(Free-text object descriptions)
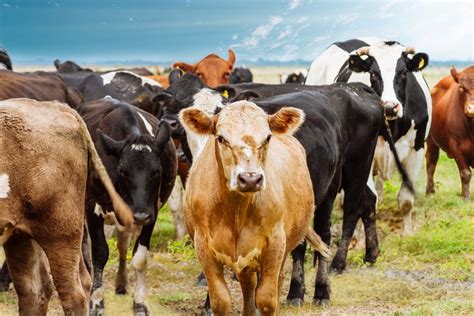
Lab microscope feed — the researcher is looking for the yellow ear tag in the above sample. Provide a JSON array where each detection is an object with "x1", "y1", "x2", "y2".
[
  {"x1": 418, "y1": 58, "x2": 425, "y2": 69},
  {"x1": 221, "y1": 90, "x2": 229, "y2": 98},
  {"x1": 350, "y1": 59, "x2": 354, "y2": 64}
]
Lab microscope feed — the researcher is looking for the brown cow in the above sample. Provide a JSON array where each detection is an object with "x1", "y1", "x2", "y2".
[
  {"x1": 426, "y1": 66, "x2": 474, "y2": 198},
  {"x1": 173, "y1": 49, "x2": 236, "y2": 88},
  {"x1": 0, "y1": 98, "x2": 133, "y2": 315},
  {"x1": 146, "y1": 74, "x2": 170, "y2": 88},
  {"x1": 0, "y1": 70, "x2": 83, "y2": 108},
  {"x1": 180, "y1": 101, "x2": 328, "y2": 315}
]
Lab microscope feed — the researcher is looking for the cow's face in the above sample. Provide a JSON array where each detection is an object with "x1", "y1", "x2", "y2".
[
  {"x1": 97, "y1": 122, "x2": 171, "y2": 225},
  {"x1": 173, "y1": 49, "x2": 236, "y2": 88},
  {"x1": 348, "y1": 42, "x2": 428, "y2": 120},
  {"x1": 180, "y1": 101, "x2": 304, "y2": 194},
  {"x1": 451, "y1": 66, "x2": 474, "y2": 117}
]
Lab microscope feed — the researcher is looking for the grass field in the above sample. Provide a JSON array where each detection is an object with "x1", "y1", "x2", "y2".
[{"x1": 0, "y1": 67, "x2": 473, "y2": 315}]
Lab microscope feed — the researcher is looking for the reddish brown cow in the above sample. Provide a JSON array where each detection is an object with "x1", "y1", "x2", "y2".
[
  {"x1": 146, "y1": 75, "x2": 170, "y2": 88},
  {"x1": 173, "y1": 49, "x2": 236, "y2": 88},
  {"x1": 426, "y1": 66, "x2": 474, "y2": 198}
]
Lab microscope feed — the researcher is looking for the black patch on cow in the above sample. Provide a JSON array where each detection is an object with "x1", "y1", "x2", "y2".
[
  {"x1": 384, "y1": 41, "x2": 400, "y2": 46},
  {"x1": 333, "y1": 39, "x2": 370, "y2": 53}
]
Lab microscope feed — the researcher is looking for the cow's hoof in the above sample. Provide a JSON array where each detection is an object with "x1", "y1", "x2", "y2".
[
  {"x1": 286, "y1": 297, "x2": 304, "y2": 307},
  {"x1": 330, "y1": 259, "x2": 346, "y2": 274},
  {"x1": 196, "y1": 273, "x2": 208, "y2": 286},
  {"x1": 115, "y1": 284, "x2": 127, "y2": 295},
  {"x1": 364, "y1": 250, "x2": 379, "y2": 264},
  {"x1": 89, "y1": 300, "x2": 105, "y2": 316},
  {"x1": 0, "y1": 281, "x2": 10, "y2": 292},
  {"x1": 200, "y1": 307, "x2": 212, "y2": 316},
  {"x1": 313, "y1": 298, "x2": 330, "y2": 307},
  {"x1": 134, "y1": 302, "x2": 149, "y2": 316}
]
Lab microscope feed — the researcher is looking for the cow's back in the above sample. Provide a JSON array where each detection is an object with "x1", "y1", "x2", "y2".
[{"x1": 0, "y1": 98, "x2": 88, "y2": 225}]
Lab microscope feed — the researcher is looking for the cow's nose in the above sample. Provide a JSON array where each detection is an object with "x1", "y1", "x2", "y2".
[
  {"x1": 237, "y1": 172, "x2": 264, "y2": 192},
  {"x1": 163, "y1": 118, "x2": 179, "y2": 130},
  {"x1": 134, "y1": 212, "x2": 151, "y2": 225},
  {"x1": 383, "y1": 101, "x2": 401, "y2": 119}
]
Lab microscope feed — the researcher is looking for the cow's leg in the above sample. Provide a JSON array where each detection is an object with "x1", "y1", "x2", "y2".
[
  {"x1": 286, "y1": 240, "x2": 306, "y2": 306},
  {"x1": 425, "y1": 135, "x2": 439, "y2": 195},
  {"x1": 360, "y1": 186, "x2": 379, "y2": 264},
  {"x1": 4, "y1": 234, "x2": 53, "y2": 315},
  {"x1": 313, "y1": 197, "x2": 334, "y2": 305},
  {"x1": 0, "y1": 259, "x2": 11, "y2": 292},
  {"x1": 79, "y1": 252, "x2": 93, "y2": 301},
  {"x1": 195, "y1": 234, "x2": 231, "y2": 315},
  {"x1": 238, "y1": 268, "x2": 257, "y2": 316},
  {"x1": 168, "y1": 177, "x2": 186, "y2": 239},
  {"x1": 88, "y1": 210, "x2": 108, "y2": 316},
  {"x1": 255, "y1": 231, "x2": 285, "y2": 316},
  {"x1": 331, "y1": 179, "x2": 366, "y2": 273},
  {"x1": 115, "y1": 230, "x2": 131, "y2": 294},
  {"x1": 131, "y1": 220, "x2": 157, "y2": 315},
  {"x1": 452, "y1": 153, "x2": 472, "y2": 199},
  {"x1": 82, "y1": 223, "x2": 93, "y2": 275},
  {"x1": 399, "y1": 148, "x2": 423, "y2": 236}
]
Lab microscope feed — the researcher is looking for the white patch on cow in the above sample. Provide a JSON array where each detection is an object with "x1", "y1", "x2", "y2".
[
  {"x1": 137, "y1": 112, "x2": 154, "y2": 136},
  {"x1": 101, "y1": 71, "x2": 161, "y2": 87},
  {"x1": 0, "y1": 174, "x2": 10, "y2": 199},
  {"x1": 193, "y1": 88, "x2": 223, "y2": 115},
  {"x1": 90, "y1": 285, "x2": 104, "y2": 309},
  {"x1": 131, "y1": 244, "x2": 149, "y2": 305},
  {"x1": 131, "y1": 144, "x2": 152, "y2": 152},
  {"x1": 94, "y1": 204, "x2": 127, "y2": 232}
]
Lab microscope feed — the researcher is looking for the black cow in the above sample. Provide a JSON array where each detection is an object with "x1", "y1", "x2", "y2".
[
  {"x1": 156, "y1": 74, "x2": 412, "y2": 307},
  {"x1": 60, "y1": 70, "x2": 172, "y2": 117},
  {"x1": 0, "y1": 47, "x2": 12, "y2": 70},
  {"x1": 307, "y1": 39, "x2": 431, "y2": 235},
  {"x1": 281, "y1": 71, "x2": 306, "y2": 84},
  {"x1": 54, "y1": 59, "x2": 93, "y2": 73},
  {"x1": 77, "y1": 98, "x2": 177, "y2": 315},
  {"x1": 229, "y1": 67, "x2": 253, "y2": 84}
]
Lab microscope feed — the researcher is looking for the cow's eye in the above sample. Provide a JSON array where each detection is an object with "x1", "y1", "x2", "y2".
[
  {"x1": 196, "y1": 72, "x2": 203, "y2": 78},
  {"x1": 224, "y1": 72, "x2": 230, "y2": 78},
  {"x1": 217, "y1": 135, "x2": 226, "y2": 144}
]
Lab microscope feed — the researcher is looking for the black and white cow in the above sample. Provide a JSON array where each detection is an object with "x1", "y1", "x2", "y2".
[
  {"x1": 306, "y1": 39, "x2": 432, "y2": 235},
  {"x1": 77, "y1": 97, "x2": 177, "y2": 315},
  {"x1": 0, "y1": 47, "x2": 12, "y2": 70},
  {"x1": 229, "y1": 67, "x2": 253, "y2": 84},
  {"x1": 157, "y1": 73, "x2": 412, "y2": 306},
  {"x1": 60, "y1": 70, "x2": 172, "y2": 117}
]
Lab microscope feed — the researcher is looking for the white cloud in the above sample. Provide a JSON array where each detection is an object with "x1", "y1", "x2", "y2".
[
  {"x1": 335, "y1": 13, "x2": 359, "y2": 25},
  {"x1": 297, "y1": 16, "x2": 309, "y2": 23},
  {"x1": 278, "y1": 26, "x2": 293, "y2": 40},
  {"x1": 232, "y1": 34, "x2": 238, "y2": 40},
  {"x1": 289, "y1": 0, "x2": 301, "y2": 10},
  {"x1": 242, "y1": 16, "x2": 283, "y2": 48}
]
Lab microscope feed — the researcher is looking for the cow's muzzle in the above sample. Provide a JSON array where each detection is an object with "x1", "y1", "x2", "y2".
[
  {"x1": 465, "y1": 103, "x2": 474, "y2": 118},
  {"x1": 237, "y1": 172, "x2": 264, "y2": 193},
  {"x1": 383, "y1": 101, "x2": 402, "y2": 120},
  {"x1": 133, "y1": 212, "x2": 152, "y2": 225}
]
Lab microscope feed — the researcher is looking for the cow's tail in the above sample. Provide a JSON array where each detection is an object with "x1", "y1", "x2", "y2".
[
  {"x1": 305, "y1": 227, "x2": 330, "y2": 258},
  {"x1": 380, "y1": 116, "x2": 415, "y2": 194},
  {"x1": 0, "y1": 47, "x2": 12, "y2": 70},
  {"x1": 70, "y1": 108, "x2": 134, "y2": 230}
]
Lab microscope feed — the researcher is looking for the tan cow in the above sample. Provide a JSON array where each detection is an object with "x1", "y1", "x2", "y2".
[
  {"x1": 180, "y1": 101, "x2": 328, "y2": 315},
  {"x1": 0, "y1": 98, "x2": 133, "y2": 315}
]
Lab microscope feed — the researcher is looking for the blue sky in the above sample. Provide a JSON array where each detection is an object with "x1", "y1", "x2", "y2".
[{"x1": 0, "y1": 0, "x2": 472, "y2": 64}]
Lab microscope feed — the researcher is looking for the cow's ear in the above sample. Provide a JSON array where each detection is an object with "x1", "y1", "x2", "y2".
[
  {"x1": 169, "y1": 68, "x2": 184, "y2": 85},
  {"x1": 214, "y1": 86, "x2": 236, "y2": 100},
  {"x1": 407, "y1": 53, "x2": 429, "y2": 72},
  {"x1": 97, "y1": 129, "x2": 123, "y2": 156},
  {"x1": 155, "y1": 121, "x2": 171, "y2": 152},
  {"x1": 268, "y1": 107, "x2": 305, "y2": 135},
  {"x1": 152, "y1": 91, "x2": 174, "y2": 117},
  {"x1": 348, "y1": 55, "x2": 371, "y2": 73},
  {"x1": 179, "y1": 108, "x2": 215, "y2": 135},
  {"x1": 227, "y1": 49, "x2": 236, "y2": 68},
  {"x1": 172, "y1": 62, "x2": 195, "y2": 73},
  {"x1": 235, "y1": 90, "x2": 261, "y2": 101},
  {"x1": 450, "y1": 66, "x2": 459, "y2": 83}
]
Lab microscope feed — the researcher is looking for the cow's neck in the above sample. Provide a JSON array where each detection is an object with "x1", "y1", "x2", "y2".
[{"x1": 453, "y1": 88, "x2": 473, "y2": 125}]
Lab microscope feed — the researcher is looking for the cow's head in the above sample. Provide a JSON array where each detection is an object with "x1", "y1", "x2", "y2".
[
  {"x1": 451, "y1": 66, "x2": 474, "y2": 118},
  {"x1": 180, "y1": 101, "x2": 304, "y2": 194},
  {"x1": 173, "y1": 49, "x2": 236, "y2": 88},
  {"x1": 97, "y1": 122, "x2": 171, "y2": 225},
  {"x1": 347, "y1": 42, "x2": 428, "y2": 119}
]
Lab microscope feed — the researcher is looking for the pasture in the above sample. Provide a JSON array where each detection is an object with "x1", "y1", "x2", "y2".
[{"x1": 0, "y1": 66, "x2": 472, "y2": 315}]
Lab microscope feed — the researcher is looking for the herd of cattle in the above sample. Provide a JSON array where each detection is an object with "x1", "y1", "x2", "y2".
[{"x1": 0, "y1": 38, "x2": 472, "y2": 315}]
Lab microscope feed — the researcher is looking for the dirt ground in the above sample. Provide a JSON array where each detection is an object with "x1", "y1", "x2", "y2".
[{"x1": 0, "y1": 66, "x2": 473, "y2": 315}]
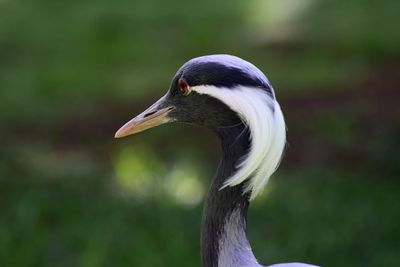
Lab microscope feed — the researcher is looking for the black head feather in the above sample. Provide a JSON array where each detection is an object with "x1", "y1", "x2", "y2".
[{"x1": 173, "y1": 54, "x2": 274, "y2": 97}]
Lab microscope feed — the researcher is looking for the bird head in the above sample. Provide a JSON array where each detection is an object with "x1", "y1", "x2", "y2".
[{"x1": 115, "y1": 54, "x2": 286, "y2": 199}]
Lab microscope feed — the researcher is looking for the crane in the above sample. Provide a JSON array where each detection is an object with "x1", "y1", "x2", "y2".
[{"x1": 115, "y1": 54, "x2": 320, "y2": 267}]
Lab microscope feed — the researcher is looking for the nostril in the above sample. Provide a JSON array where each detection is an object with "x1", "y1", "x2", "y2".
[{"x1": 143, "y1": 110, "x2": 157, "y2": 118}]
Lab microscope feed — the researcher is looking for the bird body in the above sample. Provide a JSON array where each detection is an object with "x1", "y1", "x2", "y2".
[{"x1": 115, "y1": 55, "x2": 320, "y2": 267}]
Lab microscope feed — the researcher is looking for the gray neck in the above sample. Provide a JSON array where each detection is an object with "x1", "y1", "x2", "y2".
[{"x1": 201, "y1": 125, "x2": 262, "y2": 267}]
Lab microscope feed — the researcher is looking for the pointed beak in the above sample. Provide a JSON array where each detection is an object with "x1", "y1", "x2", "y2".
[{"x1": 114, "y1": 95, "x2": 175, "y2": 138}]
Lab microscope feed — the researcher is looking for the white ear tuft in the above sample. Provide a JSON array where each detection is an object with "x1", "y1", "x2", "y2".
[{"x1": 192, "y1": 85, "x2": 286, "y2": 200}]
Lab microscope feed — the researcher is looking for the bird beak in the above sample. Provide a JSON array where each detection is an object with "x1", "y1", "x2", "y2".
[{"x1": 114, "y1": 95, "x2": 175, "y2": 138}]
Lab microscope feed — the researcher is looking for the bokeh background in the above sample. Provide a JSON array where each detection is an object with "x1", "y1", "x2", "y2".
[{"x1": 1, "y1": 0, "x2": 399, "y2": 266}]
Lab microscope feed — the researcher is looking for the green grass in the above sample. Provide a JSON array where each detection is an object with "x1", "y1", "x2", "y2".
[
  {"x1": 1, "y1": 0, "x2": 399, "y2": 123},
  {"x1": 0, "y1": 166, "x2": 398, "y2": 267}
]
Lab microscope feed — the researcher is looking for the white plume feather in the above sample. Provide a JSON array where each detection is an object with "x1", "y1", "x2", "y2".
[{"x1": 192, "y1": 85, "x2": 286, "y2": 200}]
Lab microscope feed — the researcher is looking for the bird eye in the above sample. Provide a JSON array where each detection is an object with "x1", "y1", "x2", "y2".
[{"x1": 178, "y1": 79, "x2": 190, "y2": 96}]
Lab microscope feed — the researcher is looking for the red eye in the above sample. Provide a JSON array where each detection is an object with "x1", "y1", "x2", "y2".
[{"x1": 178, "y1": 79, "x2": 190, "y2": 96}]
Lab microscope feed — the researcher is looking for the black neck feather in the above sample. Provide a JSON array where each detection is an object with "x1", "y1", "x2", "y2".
[{"x1": 201, "y1": 123, "x2": 252, "y2": 267}]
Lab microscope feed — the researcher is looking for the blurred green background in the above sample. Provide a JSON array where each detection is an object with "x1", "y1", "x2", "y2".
[{"x1": 0, "y1": 0, "x2": 399, "y2": 266}]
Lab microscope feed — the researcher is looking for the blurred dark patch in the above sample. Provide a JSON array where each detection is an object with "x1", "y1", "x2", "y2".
[{"x1": 283, "y1": 58, "x2": 400, "y2": 179}]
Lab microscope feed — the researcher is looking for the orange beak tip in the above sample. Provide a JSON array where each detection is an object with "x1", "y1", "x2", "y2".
[
  {"x1": 114, "y1": 127, "x2": 130, "y2": 139},
  {"x1": 114, "y1": 104, "x2": 173, "y2": 140}
]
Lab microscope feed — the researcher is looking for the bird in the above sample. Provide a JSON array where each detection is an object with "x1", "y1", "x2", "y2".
[{"x1": 114, "y1": 54, "x2": 320, "y2": 267}]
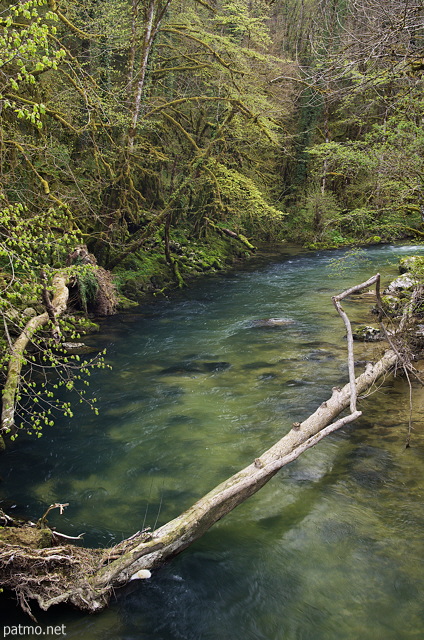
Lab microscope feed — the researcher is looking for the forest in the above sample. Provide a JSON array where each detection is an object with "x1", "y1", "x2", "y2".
[
  {"x1": 1, "y1": 0, "x2": 423, "y2": 438},
  {"x1": 0, "y1": 0, "x2": 424, "y2": 624}
]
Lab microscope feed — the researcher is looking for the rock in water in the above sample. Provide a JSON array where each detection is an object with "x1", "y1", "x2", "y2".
[
  {"x1": 250, "y1": 318, "x2": 295, "y2": 328},
  {"x1": 202, "y1": 361, "x2": 231, "y2": 372},
  {"x1": 352, "y1": 325, "x2": 382, "y2": 341}
]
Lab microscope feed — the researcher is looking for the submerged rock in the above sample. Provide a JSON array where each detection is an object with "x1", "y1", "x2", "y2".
[
  {"x1": 304, "y1": 349, "x2": 337, "y2": 361},
  {"x1": 242, "y1": 361, "x2": 277, "y2": 370},
  {"x1": 160, "y1": 361, "x2": 231, "y2": 375},
  {"x1": 351, "y1": 469, "x2": 385, "y2": 489},
  {"x1": 249, "y1": 317, "x2": 295, "y2": 328},
  {"x1": 321, "y1": 520, "x2": 356, "y2": 543},
  {"x1": 257, "y1": 372, "x2": 279, "y2": 380},
  {"x1": 160, "y1": 363, "x2": 204, "y2": 376},
  {"x1": 202, "y1": 361, "x2": 231, "y2": 372},
  {"x1": 285, "y1": 379, "x2": 314, "y2": 387}
]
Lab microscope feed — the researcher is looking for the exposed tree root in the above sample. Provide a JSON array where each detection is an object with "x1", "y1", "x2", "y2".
[{"x1": 0, "y1": 539, "x2": 106, "y2": 618}]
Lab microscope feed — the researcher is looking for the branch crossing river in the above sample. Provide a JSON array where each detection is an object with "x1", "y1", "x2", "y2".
[{"x1": 2, "y1": 244, "x2": 424, "y2": 639}]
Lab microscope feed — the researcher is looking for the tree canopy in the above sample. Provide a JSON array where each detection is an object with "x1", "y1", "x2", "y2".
[{"x1": 0, "y1": 0, "x2": 423, "y2": 436}]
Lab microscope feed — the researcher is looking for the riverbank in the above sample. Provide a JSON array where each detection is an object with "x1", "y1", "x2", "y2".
[
  {"x1": 111, "y1": 232, "x2": 424, "y2": 310},
  {"x1": 110, "y1": 230, "x2": 257, "y2": 309}
]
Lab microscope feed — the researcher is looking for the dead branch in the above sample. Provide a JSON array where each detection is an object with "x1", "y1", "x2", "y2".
[
  {"x1": 332, "y1": 273, "x2": 381, "y2": 410},
  {"x1": 205, "y1": 218, "x2": 256, "y2": 251},
  {"x1": 51, "y1": 532, "x2": 85, "y2": 543},
  {"x1": 37, "y1": 503, "x2": 69, "y2": 528}
]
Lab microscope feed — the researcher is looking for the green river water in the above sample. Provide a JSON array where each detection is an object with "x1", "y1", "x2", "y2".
[{"x1": 1, "y1": 244, "x2": 424, "y2": 639}]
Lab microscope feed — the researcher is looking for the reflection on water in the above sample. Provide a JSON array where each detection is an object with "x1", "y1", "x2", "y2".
[{"x1": 1, "y1": 244, "x2": 424, "y2": 639}]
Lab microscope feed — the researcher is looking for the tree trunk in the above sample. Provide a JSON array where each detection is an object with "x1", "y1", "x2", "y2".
[
  {"x1": 0, "y1": 273, "x2": 70, "y2": 449},
  {"x1": 91, "y1": 351, "x2": 395, "y2": 592},
  {"x1": 126, "y1": 0, "x2": 172, "y2": 151},
  {"x1": 7, "y1": 345, "x2": 395, "y2": 616}
]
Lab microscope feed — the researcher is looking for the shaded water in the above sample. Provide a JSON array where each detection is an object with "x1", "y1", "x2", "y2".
[{"x1": 2, "y1": 244, "x2": 424, "y2": 639}]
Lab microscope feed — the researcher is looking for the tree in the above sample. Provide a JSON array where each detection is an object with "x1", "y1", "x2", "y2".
[
  {"x1": 0, "y1": 202, "x2": 115, "y2": 451},
  {"x1": 305, "y1": 85, "x2": 424, "y2": 240},
  {"x1": 270, "y1": 0, "x2": 424, "y2": 243},
  {"x1": 34, "y1": 0, "x2": 292, "y2": 264},
  {"x1": 0, "y1": 0, "x2": 295, "y2": 438}
]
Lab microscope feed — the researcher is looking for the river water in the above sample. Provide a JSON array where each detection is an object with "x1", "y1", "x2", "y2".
[{"x1": 1, "y1": 243, "x2": 424, "y2": 639}]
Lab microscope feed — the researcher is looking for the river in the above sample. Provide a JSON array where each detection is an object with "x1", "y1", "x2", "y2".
[{"x1": 1, "y1": 243, "x2": 424, "y2": 639}]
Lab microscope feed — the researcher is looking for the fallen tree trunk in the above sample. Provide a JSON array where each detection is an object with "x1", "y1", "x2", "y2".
[
  {"x1": 91, "y1": 352, "x2": 395, "y2": 594},
  {"x1": 0, "y1": 274, "x2": 403, "y2": 614},
  {"x1": 0, "y1": 272, "x2": 70, "y2": 450}
]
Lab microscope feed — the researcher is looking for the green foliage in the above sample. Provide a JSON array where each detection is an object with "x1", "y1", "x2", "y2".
[
  {"x1": 0, "y1": 199, "x2": 76, "y2": 305},
  {"x1": 213, "y1": 0, "x2": 272, "y2": 46},
  {"x1": 275, "y1": 0, "x2": 424, "y2": 245},
  {"x1": 1, "y1": 0, "x2": 424, "y2": 436},
  {"x1": 0, "y1": 198, "x2": 109, "y2": 439},
  {"x1": 113, "y1": 225, "x2": 246, "y2": 301},
  {"x1": 200, "y1": 160, "x2": 286, "y2": 237},
  {"x1": 76, "y1": 265, "x2": 99, "y2": 314},
  {"x1": 327, "y1": 248, "x2": 372, "y2": 277},
  {"x1": 299, "y1": 85, "x2": 424, "y2": 242},
  {"x1": 283, "y1": 190, "x2": 344, "y2": 245},
  {"x1": 306, "y1": 141, "x2": 376, "y2": 182},
  {"x1": 0, "y1": 0, "x2": 66, "y2": 126},
  {"x1": 11, "y1": 343, "x2": 109, "y2": 439}
]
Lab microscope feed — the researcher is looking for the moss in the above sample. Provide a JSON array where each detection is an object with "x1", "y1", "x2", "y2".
[
  {"x1": 352, "y1": 325, "x2": 382, "y2": 342},
  {"x1": 0, "y1": 526, "x2": 52, "y2": 549},
  {"x1": 399, "y1": 256, "x2": 424, "y2": 275},
  {"x1": 113, "y1": 248, "x2": 171, "y2": 303},
  {"x1": 70, "y1": 316, "x2": 100, "y2": 333},
  {"x1": 305, "y1": 241, "x2": 340, "y2": 251},
  {"x1": 116, "y1": 295, "x2": 139, "y2": 310},
  {"x1": 113, "y1": 228, "x2": 247, "y2": 304}
]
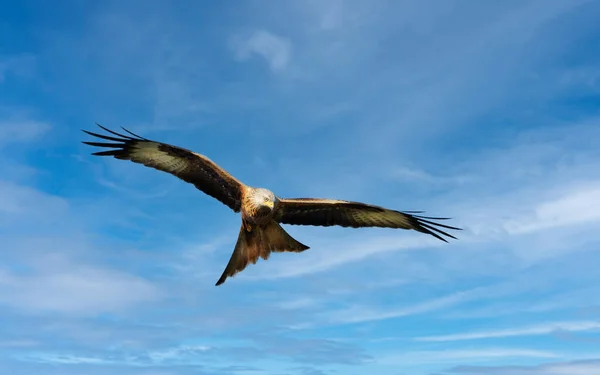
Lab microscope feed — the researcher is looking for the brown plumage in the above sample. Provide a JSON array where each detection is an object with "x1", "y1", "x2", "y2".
[{"x1": 82, "y1": 124, "x2": 462, "y2": 286}]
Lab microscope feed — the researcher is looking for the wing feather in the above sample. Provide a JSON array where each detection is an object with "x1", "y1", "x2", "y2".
[
  {"x1": 82, "y1": 124, "x2": 245, "y2": 212},
  {"x1": 274, "y1": 198, "x2": 461, "y2": 242}
]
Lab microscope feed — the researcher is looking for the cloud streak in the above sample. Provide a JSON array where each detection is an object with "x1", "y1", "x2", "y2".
[
  {"x1": 0, "y1": 119, "x2": 51, "y2": 147},
  {"x1": 416, "y1": 321, "x2": 600, "y2": 342},
  {"x1": 446, "y1": 358, "x2": 600, "y2": 375}
]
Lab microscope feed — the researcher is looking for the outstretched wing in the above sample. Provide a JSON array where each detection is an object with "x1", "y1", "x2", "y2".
[
  {"x1": 274, "y1": 198, "x2": 461, "y2": 242},
  {"x1": 82, "y1": 124, "x2": 245, "y2": 212}
]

• **Assignment**:
Could you print the lines of the records above from the one containing "Lab microscope feed — the researcher is looking for the wing" through the last, exactly and with no additions?

• **Exercise answer**:
Lab microscope feed — the researcher is looking for the wing feather in the above sample. Provide a JSON array where each detection is an object with "x1", "y1", "x2", "y2".
[
  {"x1": 82, "y1": 124, "x2": 245, "y2": 212},
  {"x1": 274, "y1": 198, "x2": 461, "y2": 242}
]
Lab microscope feed — the researcher is looking for the cloud streak in the above sample. Provide a JSON array where each detection is an object with "x1", "y1", "x2", "y2".
[
  {"x1": 0, "y1": 119, "x2": 51, "y2": 147},
  {"x1": 416, "y1": 321, "x2": 600, "y2": 342},
  {"x1": 446, "y1": 358, "x2": 600, "y2": 375}
]
Lab microscope feed — the researcher is looking for the outstretched wing in the above sample. Provide a JSON array where each detection is an object with "x1", "y1", "x2", "y2".
[
  {"x1": 274, "y1": 198, "x2": 461, "y2": 242},
  {"x1": 82, "y1": 124, "x2": 245, "y2": 212}
]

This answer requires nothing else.